AIM OF THE EXERCISE
Which lines in the items below contain the string "query"? Return each of those lines in full, without changes.

------ MATERIAL PROVIDED ------

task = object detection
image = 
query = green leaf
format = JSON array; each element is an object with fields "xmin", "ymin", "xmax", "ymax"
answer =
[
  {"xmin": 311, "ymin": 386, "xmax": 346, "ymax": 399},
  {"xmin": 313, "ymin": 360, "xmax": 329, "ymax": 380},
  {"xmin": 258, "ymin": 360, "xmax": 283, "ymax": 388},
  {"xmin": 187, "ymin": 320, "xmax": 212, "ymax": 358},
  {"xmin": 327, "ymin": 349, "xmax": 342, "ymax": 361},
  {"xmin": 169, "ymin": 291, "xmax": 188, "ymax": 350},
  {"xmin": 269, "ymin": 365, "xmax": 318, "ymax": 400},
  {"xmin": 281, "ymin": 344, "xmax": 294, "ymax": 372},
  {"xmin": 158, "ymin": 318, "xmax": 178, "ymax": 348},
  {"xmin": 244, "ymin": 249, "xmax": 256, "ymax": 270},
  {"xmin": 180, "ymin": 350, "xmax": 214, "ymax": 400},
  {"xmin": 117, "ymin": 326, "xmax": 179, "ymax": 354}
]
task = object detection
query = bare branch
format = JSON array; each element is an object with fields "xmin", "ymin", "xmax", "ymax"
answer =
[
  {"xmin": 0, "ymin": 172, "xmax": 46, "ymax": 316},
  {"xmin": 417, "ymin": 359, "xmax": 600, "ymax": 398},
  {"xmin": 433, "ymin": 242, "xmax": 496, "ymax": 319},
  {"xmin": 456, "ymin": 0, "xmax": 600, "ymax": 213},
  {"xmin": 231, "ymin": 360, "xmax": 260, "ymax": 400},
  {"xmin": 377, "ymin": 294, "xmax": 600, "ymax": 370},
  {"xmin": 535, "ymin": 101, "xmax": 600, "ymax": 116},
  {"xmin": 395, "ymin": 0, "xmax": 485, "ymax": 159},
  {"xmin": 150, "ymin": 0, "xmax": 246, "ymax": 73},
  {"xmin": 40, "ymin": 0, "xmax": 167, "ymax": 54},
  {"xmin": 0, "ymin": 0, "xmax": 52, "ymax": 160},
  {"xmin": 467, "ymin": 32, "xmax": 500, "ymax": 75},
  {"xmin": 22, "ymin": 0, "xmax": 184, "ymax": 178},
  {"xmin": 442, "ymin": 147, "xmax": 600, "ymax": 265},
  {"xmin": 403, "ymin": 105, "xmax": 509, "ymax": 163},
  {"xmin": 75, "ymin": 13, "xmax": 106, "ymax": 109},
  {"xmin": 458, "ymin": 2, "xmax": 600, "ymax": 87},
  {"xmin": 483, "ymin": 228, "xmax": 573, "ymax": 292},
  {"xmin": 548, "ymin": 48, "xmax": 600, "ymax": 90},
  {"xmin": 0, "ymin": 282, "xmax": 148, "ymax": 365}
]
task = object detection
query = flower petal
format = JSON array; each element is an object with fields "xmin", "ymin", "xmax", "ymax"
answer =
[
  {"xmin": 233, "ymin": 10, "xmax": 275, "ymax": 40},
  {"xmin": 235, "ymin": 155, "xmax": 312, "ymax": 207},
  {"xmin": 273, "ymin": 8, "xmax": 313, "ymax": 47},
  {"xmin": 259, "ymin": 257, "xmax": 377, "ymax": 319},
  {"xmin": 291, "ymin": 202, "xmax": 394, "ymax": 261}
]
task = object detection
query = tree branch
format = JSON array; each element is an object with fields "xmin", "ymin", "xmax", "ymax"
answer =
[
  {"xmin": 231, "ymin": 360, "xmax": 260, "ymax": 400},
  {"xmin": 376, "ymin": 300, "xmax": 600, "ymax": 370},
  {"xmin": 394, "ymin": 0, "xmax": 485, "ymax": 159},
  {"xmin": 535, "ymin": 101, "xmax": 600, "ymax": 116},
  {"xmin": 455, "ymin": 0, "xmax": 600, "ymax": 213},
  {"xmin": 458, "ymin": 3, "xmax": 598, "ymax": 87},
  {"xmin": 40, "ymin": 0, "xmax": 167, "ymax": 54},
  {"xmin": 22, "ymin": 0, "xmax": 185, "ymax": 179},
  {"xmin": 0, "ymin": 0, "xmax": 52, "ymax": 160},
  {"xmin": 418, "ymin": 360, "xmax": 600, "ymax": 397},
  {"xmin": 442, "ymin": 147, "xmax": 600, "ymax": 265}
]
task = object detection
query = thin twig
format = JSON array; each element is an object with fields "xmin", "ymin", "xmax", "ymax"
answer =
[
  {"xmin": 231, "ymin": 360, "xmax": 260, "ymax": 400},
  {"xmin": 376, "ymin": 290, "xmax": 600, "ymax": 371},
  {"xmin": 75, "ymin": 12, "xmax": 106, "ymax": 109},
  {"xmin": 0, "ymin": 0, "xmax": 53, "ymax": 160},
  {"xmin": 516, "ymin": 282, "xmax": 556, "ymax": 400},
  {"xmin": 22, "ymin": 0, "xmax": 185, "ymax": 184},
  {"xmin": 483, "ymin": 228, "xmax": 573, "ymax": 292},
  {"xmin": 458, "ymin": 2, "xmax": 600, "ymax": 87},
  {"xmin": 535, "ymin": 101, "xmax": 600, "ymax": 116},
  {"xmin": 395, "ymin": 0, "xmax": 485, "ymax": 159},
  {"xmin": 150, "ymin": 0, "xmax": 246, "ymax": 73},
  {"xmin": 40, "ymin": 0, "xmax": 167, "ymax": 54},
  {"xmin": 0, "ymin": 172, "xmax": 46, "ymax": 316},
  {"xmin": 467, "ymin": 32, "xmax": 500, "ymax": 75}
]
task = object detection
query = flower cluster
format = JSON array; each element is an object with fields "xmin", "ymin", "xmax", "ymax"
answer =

------

RESULT BELOW
query = green leaf
query = bare branch
query = flower petal
query = tree branch
query = thin twig
query = flower cluster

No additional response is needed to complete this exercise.